▽

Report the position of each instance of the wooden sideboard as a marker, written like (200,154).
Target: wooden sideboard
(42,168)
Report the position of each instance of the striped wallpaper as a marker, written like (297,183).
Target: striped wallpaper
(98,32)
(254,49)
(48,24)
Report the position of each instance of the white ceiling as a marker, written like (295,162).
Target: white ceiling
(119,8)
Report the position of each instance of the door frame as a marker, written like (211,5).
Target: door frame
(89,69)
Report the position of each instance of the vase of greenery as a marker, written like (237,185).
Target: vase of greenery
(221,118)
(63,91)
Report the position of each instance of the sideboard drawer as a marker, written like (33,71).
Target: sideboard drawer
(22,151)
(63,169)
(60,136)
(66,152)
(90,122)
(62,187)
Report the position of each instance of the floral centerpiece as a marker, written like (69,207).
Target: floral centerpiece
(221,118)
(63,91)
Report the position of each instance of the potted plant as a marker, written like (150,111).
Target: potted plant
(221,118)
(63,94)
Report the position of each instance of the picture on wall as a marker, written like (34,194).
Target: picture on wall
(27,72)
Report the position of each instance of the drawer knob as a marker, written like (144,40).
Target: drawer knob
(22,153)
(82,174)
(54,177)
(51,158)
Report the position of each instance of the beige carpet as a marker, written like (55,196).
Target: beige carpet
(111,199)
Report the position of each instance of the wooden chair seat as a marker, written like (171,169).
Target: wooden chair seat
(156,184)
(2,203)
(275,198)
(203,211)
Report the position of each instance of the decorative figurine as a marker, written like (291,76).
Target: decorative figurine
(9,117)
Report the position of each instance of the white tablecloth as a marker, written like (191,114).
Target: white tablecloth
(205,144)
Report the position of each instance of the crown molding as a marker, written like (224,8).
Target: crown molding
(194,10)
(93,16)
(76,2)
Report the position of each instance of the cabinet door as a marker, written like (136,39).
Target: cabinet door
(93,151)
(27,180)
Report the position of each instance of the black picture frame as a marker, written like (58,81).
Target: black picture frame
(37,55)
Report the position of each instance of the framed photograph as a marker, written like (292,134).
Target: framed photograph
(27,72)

△

**Task details:**
Write out word for word only the lines from the one with "Report the position of each instance of the wooden chair" to the end of the material, both ends included.

**Exercise answer:**
Report the position of each instance of the wooden chair seat as a marker, written like (171,169).
Target: wooden chair seat
(156,184)
(2,203)
(275,198)
(203,211)
Report the position of each instance of the decorative figurine as a marker, written like (291,76).
Target: decorative figurine
(9,117)
Report the position of each instance of the white tablecloth as a marker, written like (191,114).
Target: white tablecloth
(205,144)
Report the position of each instance of the crown molding as a marker, written like (224,8).
Target: crown molding
(194,10)
(93,16)
(76,2)
Report the position of each instance of the cabinet door as a marker, written like (136,39).
Target: cabinet door
(93,151)
(27,180)
Report the position of each instance of the black picture frame as a marker, written like (58,81).
Target: black picture frame
(37,55)
Report the position of each instance of the framed photograph as a marker, written like (292,134).
Target: framed photograph
(27,72)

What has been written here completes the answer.